Supplied text
Research and development are a cornerstone of Gus’ philosophy, something that has continued with Seamus. ARM in association with NZ Steel have developed a laser-based solution to burn back the edge of the Dridex coating roofing. Dridex is a anti-condensation fleece that is applied to the underside of roofing material. By burning back the edge of the sheet, the chance of water wicking back is eliminated. This is just one example of the many innovations that ARM is renowned for in the roofing industry. Often ARM gets projects that have a significant technical stretch that competitors would struggle to deliver upon.
Gus leaves a long legacy in the rollforming community. He was a long-standing sponsor of the Metal Roofing Manufacturers Association. Rollforming machines made when he worked at Ward Engineering (1961to1971) are still in production, as is every machine that he made in the last 27 years at various sites around New Zealand, Australia and South East Asia and as far afield as Ghana and Algeria.
Angus Robertson Mechanical continues today with the same attention to detail and quality engineering that Gus lived for whilst being industry leaders in innovation and safety. Continued research and development benefits clients across the Southern Hemisphere and maintains our world leading reputation for mechanical engineering excellence and industry-leading, coil-processing solutions. Gus’ humour and occasional wobbly will be missed. New Zealand has lost a great mechanical engineer but his legacy lives on. Our business and country are greater for that.

Direction A
Answer from the Angus Robertson Mechanical text:
(i) What is Dridex?
(ii) During which years did Gus work at Ward Engineering?
(iii) Which association did Gus sponsor for a long time?
The rows are unrelated to the Angus Robertson Mechanical text.

Material for this task
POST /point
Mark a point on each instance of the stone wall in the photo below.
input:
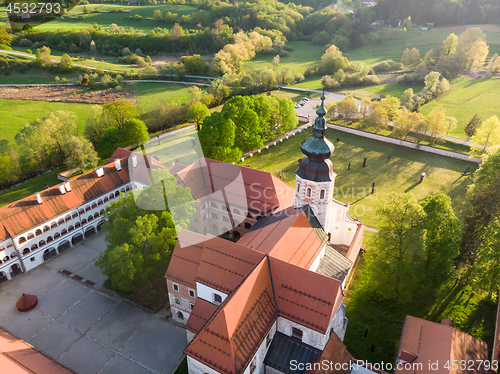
(404, 143)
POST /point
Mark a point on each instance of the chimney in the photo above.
(99, 171)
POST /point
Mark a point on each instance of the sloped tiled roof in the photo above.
(201, 313)
(186, 257)
(224, 264)
(243, 187)
(287, 235)
(24, 214)
(18, 357)
(231, 337)
(301, 295)
(430, 341)
(286, 349)
(334, 264)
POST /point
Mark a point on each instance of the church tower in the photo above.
(315, 177)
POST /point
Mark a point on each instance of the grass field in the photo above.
(467, 97)
(101, 15)
(401, 174)
(383, 320)
(17, 113)
(150, 93)
(30, 187)
(303, 54)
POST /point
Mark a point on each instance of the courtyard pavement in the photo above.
(84, 329)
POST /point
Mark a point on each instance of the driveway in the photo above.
(84, 329)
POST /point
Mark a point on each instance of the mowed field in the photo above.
(400, 174)
(148, 94)
(466, 98)
(422, 40)
(303, 54)
(15, 114)
(104, 17)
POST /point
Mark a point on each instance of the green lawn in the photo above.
(467, 97)
(384, 319)
(105, 18)
(303, 54)
(17, 113)
(150, 93)
(30, 187)
(401, 174)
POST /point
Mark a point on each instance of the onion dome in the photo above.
(316, 166)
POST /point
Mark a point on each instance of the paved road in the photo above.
(84, 329)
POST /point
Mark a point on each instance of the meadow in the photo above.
(303, 54)
(16, 114)
(467, 97)
(400, 174)
(105, 15)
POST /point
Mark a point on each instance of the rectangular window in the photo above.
(297, 333)
(217, 299)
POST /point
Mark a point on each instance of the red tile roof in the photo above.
(430, 341)
(231, 337)
(301, 295)
(18, 357)
(201, 313)
(225, 264)
(186, 257)
(24, 214)
(243, 187)
(288, 236)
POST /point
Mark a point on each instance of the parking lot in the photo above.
(87, 330)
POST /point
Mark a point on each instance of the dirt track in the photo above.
(491, 28)
(62, 94)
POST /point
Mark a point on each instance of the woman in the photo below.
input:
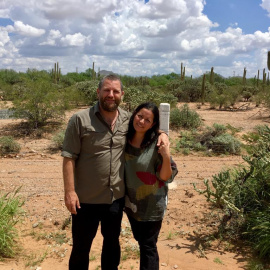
(148, 170)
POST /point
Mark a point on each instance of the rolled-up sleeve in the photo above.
(72, 140)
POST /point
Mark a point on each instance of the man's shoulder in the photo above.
(124, 113)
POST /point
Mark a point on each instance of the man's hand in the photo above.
(71, 198)
(72, 202)
(163, 139)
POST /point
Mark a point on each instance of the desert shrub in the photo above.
(226, 144)
(244, 193)
(88, 89)
(11, 213)
(9, 146)
(137, 95)
(217, 139)
(58, 139)
(184, 117)
(188, 142)
(39, 102)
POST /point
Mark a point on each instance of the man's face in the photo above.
(110, 95)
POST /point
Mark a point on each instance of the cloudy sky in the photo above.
(136, 37)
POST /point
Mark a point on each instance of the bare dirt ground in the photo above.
(182, 244)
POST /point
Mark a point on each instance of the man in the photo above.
(93, 172)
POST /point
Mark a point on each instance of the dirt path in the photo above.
(180, 243)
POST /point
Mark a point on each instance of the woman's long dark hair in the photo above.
(151, 134)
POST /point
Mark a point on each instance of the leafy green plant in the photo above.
(243, 194)
(185, 118)
(9, 146)
(58, 139)
(34, 259)
(39, 102)
(11, 213)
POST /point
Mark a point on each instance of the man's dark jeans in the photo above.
(84, 228)
(146, 233)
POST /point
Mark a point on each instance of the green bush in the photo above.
(225, 144)
(11, 213)
(9, 146)
(244, 194)
(185, 118)
(58, 139)
(39, 102)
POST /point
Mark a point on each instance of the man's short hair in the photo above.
(111, 77)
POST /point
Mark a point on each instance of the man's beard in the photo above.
(109, 107)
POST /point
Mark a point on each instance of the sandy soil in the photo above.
(182, 242)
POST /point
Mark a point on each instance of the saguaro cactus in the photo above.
(268, 60)
(56, 72)
(93, 71)
(212, 75)
(203, 89)
(244, 76)
(183, 71)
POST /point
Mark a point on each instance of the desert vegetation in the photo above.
(240, 197)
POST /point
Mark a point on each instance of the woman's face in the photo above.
(143, 120)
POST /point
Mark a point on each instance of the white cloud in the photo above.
(75, 40)
(25, 29)
(52, 37)
(266, 5)
(4, 13)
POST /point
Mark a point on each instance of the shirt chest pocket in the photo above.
(95, 140)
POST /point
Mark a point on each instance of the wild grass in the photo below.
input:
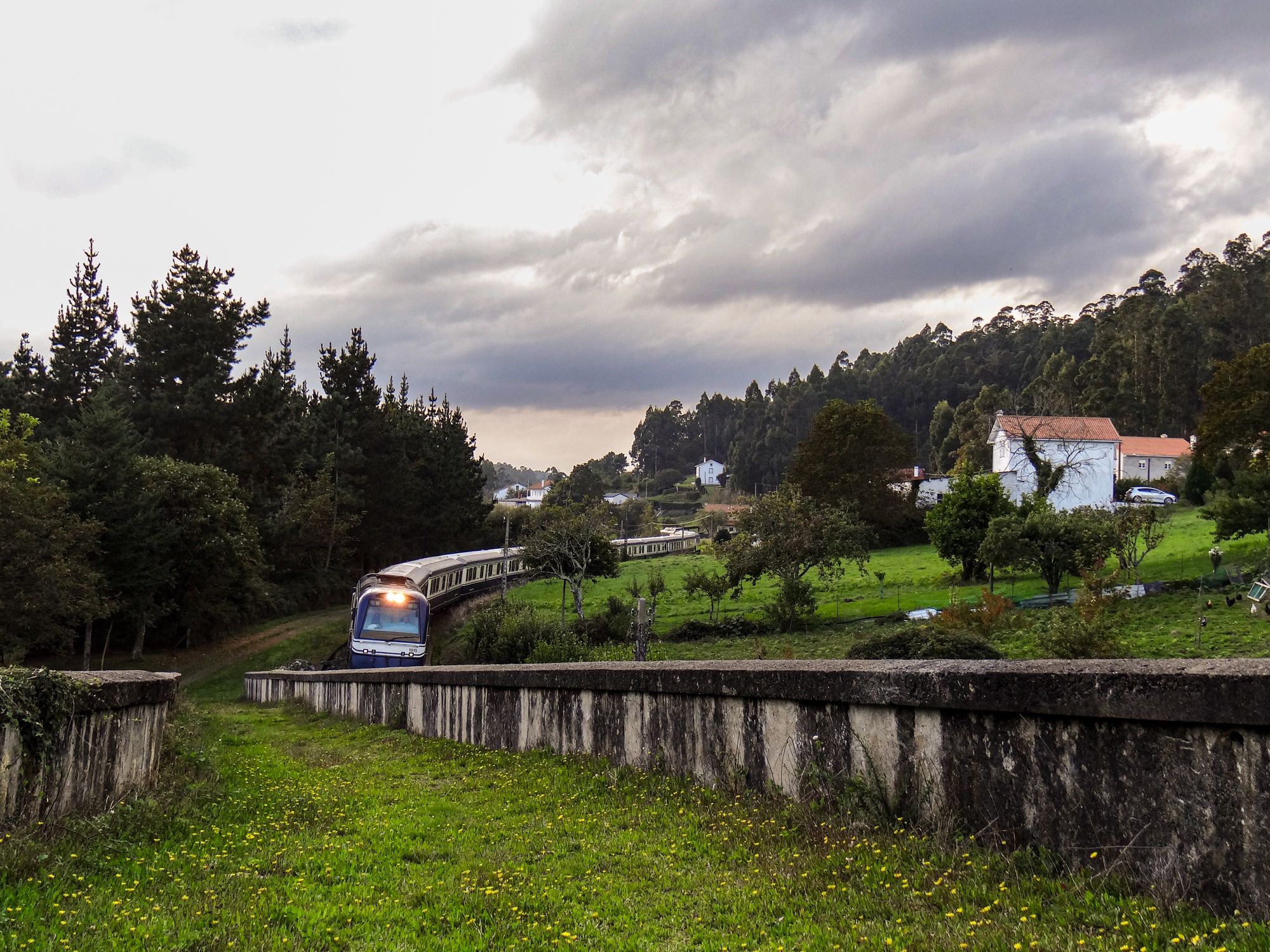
(284, 831)
(918, 578)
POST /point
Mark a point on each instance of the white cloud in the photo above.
(566, 205)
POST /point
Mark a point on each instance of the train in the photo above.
(389, 618)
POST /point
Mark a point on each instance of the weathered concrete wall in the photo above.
(1160, 767)
(109, 750)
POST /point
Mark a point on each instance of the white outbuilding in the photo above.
(708, 472)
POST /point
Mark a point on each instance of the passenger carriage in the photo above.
(392, 609)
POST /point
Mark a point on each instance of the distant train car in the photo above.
(389, 619)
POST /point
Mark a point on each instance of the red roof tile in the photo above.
(1169, 447)
(1090, 428)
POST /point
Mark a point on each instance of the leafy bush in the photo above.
(924, 642)
(507, 633)
(1062, 633)
(612, 625)
(794, 602)
(566, 645)
(1085, 630)
(697, 630)
(993, 615)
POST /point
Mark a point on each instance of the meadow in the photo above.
(276, 830)
(915, 577)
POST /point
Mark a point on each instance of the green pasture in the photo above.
(276, 830)
(1163, 626)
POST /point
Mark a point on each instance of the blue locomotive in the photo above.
(389, 619)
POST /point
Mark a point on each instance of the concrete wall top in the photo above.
(1210, 691)
(112, 690)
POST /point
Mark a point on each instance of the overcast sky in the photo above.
(561, 213)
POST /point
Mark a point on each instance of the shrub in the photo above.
(1086, 630)
(794, 602)
(565, 645)
(697, 630)
(924, 642)
(1065, 634)
(993, 615)
(507, 633)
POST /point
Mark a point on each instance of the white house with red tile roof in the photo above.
(1147, 459)
(1089, 447)
(538, 493)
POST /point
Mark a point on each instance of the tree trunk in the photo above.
(139, 643)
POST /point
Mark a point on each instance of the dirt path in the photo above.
(197, 664)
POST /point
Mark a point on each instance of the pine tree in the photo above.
(187, 336)
(25, 383)
(84, 340)
(98, 461)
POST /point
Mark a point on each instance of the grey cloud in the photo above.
(81, 177)
(797, 172)
(305, 32)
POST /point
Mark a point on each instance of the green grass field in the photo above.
(283, 831)
(275, 830)
(916, 577)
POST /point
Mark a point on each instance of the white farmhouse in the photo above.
(708, 472)
(1088, 447)
(538, 493)
(1147, 459)
(512, 492)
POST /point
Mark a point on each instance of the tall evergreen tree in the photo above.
(25, 381)
(84, 340)
(186, 336)
(98, 461)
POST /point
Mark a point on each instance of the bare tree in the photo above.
(1139, 531)
(572, 544)
(1057, 449)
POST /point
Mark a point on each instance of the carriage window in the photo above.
(388, 620)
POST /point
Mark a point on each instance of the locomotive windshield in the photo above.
(392, 619)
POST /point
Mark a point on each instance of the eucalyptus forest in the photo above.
(1140, 357)
(153, 488)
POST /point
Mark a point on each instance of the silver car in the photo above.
(1150, 494)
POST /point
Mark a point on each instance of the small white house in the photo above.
(512, 492)
(538, 493)
(1089, 447)
(708, 472)
(1147, 459)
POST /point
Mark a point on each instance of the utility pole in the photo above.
(507, 536)
(642, 630)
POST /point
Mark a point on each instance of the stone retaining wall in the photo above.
(1163, 769)
(109, 750)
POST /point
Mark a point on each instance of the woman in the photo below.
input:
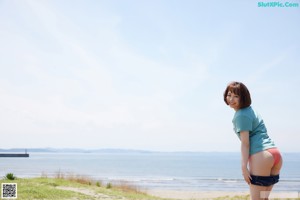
(258, 151)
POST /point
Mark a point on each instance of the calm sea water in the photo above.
(179, 171)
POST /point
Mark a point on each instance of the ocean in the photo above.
(188, 171)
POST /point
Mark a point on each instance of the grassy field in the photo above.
(81, 188)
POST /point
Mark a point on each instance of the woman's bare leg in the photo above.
(261, 164)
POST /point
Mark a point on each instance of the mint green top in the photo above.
(246, 119)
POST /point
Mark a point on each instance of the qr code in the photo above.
(9, 190)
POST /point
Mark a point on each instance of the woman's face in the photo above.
(233, 100)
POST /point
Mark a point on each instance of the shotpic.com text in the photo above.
(278, 4)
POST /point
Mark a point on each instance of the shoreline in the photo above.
(178, 194)
(184, 195)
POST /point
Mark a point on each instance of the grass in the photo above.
(74, 187)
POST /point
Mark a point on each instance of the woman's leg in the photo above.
(261, 164)
(275, 171)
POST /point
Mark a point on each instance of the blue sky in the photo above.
(144, 74)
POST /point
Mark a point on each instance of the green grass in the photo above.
(82, 188)
(51, 188)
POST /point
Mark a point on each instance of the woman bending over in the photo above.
(258, 151)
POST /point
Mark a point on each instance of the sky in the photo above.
(146, 75)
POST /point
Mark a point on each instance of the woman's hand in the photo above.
(246, 175)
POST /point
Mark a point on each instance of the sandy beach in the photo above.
(172, 194)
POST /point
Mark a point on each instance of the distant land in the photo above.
(70, 150)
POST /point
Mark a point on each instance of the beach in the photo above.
(172, 194)
(184, 195)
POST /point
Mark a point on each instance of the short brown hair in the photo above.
(240, 89)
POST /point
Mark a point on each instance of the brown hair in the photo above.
(240, 89)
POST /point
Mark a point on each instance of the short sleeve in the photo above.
(243, 123)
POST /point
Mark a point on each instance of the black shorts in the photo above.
(264, 180)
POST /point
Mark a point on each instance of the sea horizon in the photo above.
(190, 171)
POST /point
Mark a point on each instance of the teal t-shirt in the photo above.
(247, 119)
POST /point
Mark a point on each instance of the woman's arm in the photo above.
(244, 135)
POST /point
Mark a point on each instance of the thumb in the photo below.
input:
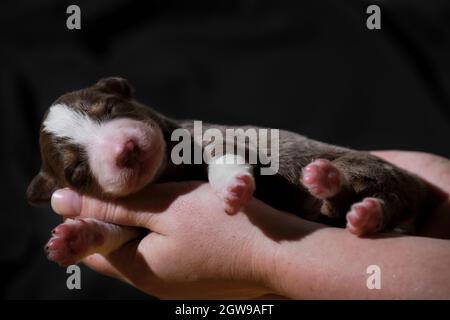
(68, 203)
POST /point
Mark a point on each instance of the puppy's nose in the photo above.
(128, 154)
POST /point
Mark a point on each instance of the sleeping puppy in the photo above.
(101, 142)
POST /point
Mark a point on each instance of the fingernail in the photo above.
(66, 202)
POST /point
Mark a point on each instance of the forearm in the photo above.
(330, 263)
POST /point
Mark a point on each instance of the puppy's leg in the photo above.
(232, 179)
(76, 239)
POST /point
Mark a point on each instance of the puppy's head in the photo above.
(98, 141)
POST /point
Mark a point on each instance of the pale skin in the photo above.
(196, 250)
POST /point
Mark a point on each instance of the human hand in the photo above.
(195, 250)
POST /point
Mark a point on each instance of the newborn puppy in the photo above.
(100, 141)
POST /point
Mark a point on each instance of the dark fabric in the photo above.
(312, 67)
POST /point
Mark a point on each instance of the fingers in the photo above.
(143, 209)
(70, 204)
(128, 263)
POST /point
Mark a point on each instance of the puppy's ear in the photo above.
(40, 190)
(116, 85)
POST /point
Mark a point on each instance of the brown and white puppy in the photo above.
(100, 141)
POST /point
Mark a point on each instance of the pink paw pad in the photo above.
(322, 179)
(71, 241)
(238, 192)
(365, 217)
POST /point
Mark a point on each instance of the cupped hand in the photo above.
(194, 250)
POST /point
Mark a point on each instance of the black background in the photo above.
(311, 67)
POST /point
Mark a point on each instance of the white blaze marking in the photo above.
(64, 122)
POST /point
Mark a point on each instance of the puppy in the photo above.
(101, 142)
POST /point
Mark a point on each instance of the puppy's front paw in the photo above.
(365, 217)
(238, 192)
(72, 241)
(322, 179)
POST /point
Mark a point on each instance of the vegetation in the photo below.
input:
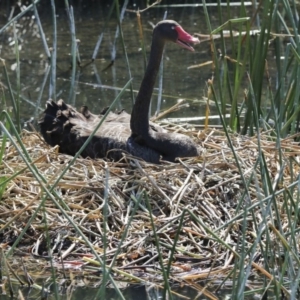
(231, 214)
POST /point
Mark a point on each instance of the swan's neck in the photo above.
(139, 121)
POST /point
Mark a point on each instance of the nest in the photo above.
(186, 217)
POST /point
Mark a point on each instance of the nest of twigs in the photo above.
(136, 212)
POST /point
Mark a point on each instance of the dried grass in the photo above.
(209, 186)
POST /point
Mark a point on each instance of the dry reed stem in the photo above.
(209, 186)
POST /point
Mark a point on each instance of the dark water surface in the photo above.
(94, 86)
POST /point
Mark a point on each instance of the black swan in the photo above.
(62, 125)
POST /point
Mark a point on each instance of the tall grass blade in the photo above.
(52, 87)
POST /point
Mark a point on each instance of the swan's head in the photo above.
(170, 30)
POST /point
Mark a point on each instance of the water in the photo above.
(94, 86)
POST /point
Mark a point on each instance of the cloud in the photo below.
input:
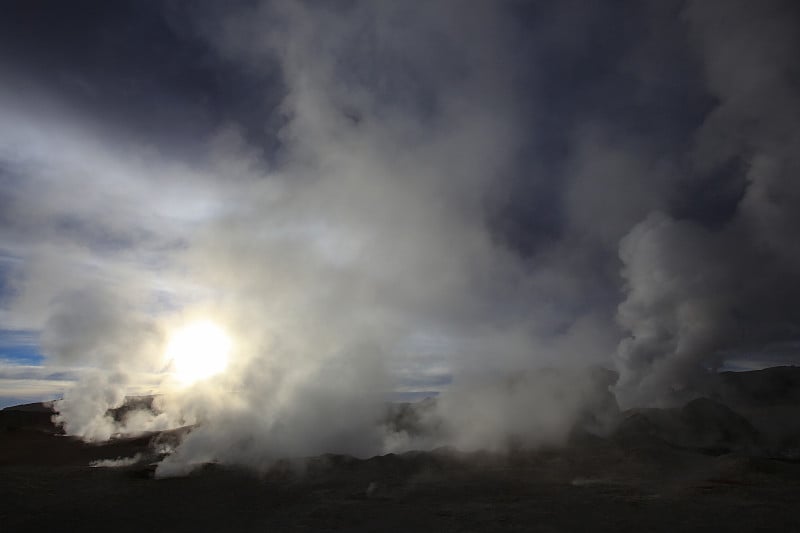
(476, 200)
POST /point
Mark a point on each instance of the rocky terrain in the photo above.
(726, 462)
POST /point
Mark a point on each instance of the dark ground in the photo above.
(634, 481)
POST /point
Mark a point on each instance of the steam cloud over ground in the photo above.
(488, 200)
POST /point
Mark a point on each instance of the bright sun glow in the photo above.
(198, 351)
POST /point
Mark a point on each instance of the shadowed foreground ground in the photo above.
(703, 467)
(598, 488)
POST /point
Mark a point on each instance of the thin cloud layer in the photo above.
(450, 197)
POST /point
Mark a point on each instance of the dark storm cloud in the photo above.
(448, 195)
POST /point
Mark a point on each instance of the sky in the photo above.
(394, 200)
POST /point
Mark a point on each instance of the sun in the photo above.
(198, 351)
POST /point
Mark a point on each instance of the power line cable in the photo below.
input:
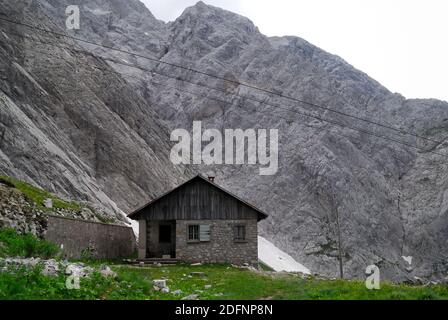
(239, 104)
(239, 83)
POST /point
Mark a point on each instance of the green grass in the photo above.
(227, 282)
(17, 245)
(38, 196)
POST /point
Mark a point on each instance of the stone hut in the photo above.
(198, 221)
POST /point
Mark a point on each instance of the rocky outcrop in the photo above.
(71, 125)
(95, 135)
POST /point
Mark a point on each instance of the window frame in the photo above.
(194, 233)
(236, 237)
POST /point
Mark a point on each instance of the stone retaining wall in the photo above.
(80, 238)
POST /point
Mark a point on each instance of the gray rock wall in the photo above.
(90, 239)
(221, 248)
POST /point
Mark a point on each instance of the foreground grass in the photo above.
(226, 282)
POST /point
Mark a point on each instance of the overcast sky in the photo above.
(401, 43)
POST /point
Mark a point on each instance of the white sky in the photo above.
(401, 43)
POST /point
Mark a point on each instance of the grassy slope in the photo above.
(38, 196)
(134, 282)
(227, 283)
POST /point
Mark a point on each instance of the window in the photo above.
(199, 232)
(193, 232)
(164, 234)
(239, 233)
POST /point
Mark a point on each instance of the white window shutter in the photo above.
(204, 232)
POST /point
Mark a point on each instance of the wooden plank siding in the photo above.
(198, 200)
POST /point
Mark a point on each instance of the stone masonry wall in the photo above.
(221, 248)
(97, 240)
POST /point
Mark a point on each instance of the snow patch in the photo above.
(278, 260)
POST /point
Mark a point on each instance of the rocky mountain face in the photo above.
(70, 123)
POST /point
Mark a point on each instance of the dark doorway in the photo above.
(160, 238)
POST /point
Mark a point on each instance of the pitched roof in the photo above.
(261, 214)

Direction B
Show each row that contains the string "sleeve".

Correct output A
(i) An anti-condensation fleece applied to the underside of roofing material.
(ii) 1961 to 1971.
(iii) The Metal Roofing Manufacturers Association.

Correct output B
Mark a point on each instance of the rolled-up sleeve in the photo above.
Mark a point on each instance of the short sleeve in the photo above.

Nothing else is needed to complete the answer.